[REQUIRED TASK A]: In the forum thread about a soft water-based polyurethane floor finish, which product did the flooring installer use?
[REQUIRED TASK B]: Extend the forum thread on the soft water-based polyurethane finish, picking up after its final post.

[PROVIDED TEXT]:
········
# Soft finish on water based poly. HELP!



## Burkman (Oct 14, 2012)

My flooring guy did a great job for me on my floors but the finish is still soft. You can scratch it with your finger nails and furniture destroys it. He used three coats of water based polyurethane and sanded in between. Any ideas? 

I apologize if this has been addressed in another post but I can't find anything. Thanks.


----------



## Leo G (May 12, 2005)

Need more than that. What was the name brand and name of the finish? What were the conditions like when it was applied?


----------



## CarpenterSFO (Dec 12, 2012)

Probably applied too thickly. Water-based finishes cure very quickly if applied thinly, and take a long, long, time - weeks maybe, if applied too thickly. Did you see him apply 3 coats, or is there a chance he just slobbered on one thick coat?


----------



## Metro M & L (Jun 3, 2009)

Sounds like off the self home depot parks pro finisher or similar. The single components can be iffy. Basic Emulsion has held up well in my home. Glitsa infinity is garbage. Traffic is good. And parks, well lets just say its more water than base.


----------



## jamestrd (Oct 26, 2008)

was it over a stain?

if so , stain wasnt dry enough..

other cause if natural is coats applied too quickly before prior dry.

last ..**** finish..


----------



## 66 Shelby (Jan 11, 2009)

Need more info. All advice above is good. 

My $.02 - Is it catalized? Then not enough 'Part B'


----------



## Burkman (Oct 14, 2012)

My guy used Varathane Water Based Poly, Satin Finish, Heavy Use Formula from Lowes. We did have the heat on in this house (electric heat pump, dry heat, probably 65 degrees on average). The soft finish is ONLY over the stained floors. The unstained floors are fine. I did watch him apply all three coats and they were thin.
········
[Stored items]

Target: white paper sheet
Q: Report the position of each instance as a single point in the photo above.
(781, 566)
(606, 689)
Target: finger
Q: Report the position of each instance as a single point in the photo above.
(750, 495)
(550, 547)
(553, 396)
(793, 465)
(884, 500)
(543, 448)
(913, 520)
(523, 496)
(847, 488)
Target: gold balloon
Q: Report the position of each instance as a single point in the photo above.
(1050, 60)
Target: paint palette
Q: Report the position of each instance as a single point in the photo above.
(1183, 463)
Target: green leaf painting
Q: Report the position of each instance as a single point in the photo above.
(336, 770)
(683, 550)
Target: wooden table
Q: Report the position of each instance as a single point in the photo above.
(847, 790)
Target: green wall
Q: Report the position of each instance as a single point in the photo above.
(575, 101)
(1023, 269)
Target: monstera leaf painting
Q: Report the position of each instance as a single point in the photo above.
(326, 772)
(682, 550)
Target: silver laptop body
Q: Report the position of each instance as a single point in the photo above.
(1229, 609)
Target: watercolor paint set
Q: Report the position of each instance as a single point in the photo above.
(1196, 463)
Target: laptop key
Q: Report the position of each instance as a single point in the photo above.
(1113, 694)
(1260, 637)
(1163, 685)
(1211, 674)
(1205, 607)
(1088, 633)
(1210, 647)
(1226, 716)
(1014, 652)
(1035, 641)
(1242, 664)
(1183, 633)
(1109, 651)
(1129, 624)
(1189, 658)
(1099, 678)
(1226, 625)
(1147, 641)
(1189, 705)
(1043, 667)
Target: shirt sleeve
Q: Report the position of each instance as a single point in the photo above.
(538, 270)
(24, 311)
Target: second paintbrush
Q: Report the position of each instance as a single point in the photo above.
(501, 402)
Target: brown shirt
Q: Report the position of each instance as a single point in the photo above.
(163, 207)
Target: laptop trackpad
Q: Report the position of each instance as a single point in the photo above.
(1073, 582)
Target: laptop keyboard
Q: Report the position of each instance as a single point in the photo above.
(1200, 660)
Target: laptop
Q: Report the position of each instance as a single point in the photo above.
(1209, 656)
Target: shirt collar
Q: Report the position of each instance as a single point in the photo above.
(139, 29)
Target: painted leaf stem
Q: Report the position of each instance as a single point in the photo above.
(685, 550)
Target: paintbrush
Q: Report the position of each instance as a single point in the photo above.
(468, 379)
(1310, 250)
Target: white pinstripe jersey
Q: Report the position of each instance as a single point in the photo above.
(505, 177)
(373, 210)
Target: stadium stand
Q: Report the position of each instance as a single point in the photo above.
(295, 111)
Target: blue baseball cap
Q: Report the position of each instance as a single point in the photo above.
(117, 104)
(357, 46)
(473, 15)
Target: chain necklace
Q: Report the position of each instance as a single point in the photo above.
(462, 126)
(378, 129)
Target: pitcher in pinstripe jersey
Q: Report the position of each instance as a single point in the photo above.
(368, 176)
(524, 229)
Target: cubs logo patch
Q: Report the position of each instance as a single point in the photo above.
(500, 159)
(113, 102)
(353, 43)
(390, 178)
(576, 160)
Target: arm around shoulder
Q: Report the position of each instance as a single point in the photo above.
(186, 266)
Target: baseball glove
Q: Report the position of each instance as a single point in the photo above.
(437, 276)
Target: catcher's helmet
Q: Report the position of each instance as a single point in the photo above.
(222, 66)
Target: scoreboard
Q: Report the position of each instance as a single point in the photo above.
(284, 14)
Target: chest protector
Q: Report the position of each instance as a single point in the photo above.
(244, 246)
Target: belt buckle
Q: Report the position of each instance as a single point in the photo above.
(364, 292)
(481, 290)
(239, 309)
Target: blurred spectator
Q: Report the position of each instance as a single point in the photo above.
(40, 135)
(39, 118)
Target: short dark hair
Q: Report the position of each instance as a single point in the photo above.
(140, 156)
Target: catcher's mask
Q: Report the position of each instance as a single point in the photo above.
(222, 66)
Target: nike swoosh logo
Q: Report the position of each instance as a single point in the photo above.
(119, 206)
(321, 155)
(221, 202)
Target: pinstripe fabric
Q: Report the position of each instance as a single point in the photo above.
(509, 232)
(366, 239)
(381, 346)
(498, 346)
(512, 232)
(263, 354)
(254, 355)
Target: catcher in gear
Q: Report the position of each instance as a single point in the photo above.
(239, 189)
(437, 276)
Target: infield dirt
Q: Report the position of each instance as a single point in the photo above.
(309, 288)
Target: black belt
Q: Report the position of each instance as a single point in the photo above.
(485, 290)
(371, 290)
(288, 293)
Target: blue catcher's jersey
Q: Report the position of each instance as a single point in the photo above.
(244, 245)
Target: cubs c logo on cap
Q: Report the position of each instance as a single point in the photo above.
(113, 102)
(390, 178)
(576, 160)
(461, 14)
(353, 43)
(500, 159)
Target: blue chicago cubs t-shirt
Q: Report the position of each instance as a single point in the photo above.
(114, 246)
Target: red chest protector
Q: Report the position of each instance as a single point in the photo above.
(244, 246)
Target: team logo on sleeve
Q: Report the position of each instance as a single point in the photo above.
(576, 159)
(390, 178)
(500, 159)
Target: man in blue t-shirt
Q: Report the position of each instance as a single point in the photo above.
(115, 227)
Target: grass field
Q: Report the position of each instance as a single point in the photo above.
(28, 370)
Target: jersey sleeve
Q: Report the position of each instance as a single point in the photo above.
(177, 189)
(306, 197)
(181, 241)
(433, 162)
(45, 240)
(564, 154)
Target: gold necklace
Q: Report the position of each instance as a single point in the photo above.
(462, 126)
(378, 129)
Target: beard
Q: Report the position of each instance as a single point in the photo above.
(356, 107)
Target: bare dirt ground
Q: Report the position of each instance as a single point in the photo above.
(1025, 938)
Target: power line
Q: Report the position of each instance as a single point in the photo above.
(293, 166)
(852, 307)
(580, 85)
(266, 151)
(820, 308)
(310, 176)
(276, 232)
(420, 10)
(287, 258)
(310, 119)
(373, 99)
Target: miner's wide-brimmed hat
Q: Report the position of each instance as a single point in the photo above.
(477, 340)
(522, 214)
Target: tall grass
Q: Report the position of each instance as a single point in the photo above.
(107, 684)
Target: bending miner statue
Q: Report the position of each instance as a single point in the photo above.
········
[FINAL ANSWER A]: Varathane Water Based Poly, Satin Finish, Heavy Use Formula from Lowes.

[FINAL ANSWER B]:
Here is what he used:

http://www.homedepot.com/p/Varathan...ane-2-Pack-200241H/202057137?N=5yc1vZaqstZ641

Thanks so much guys! My flooring guy is good but he is too busy right now to get out and look at it.


----------



## jhark123 (Aug 26, 2008)

Burkman said:


> My guy used Varathane Water Based Poly, Satin Finish, Heavy Use Formula from Lowes. We did have the heat on in this house (electric heat pump, dry heat, probably 65 degrees on average). The soft finish is ONLY over the stained floors. The unstained floors are fine. I did watch him apply all three coats and they were thin.
> 
> Here is what he used:
> 
> ...



Does not compute. The Varathane is fine, I've used it a few times. Sounds like he applied the first coat w/o letting the stain dry.


----------



## Burkman (Oct 14, 2012)

So I guess my question is, regardless of the cause, what is the cure? gulp... I do recall thinking that the stain was still awfully tacky when he did the first coat of poly.


----------



## jamestrd (Oct 26, 2008)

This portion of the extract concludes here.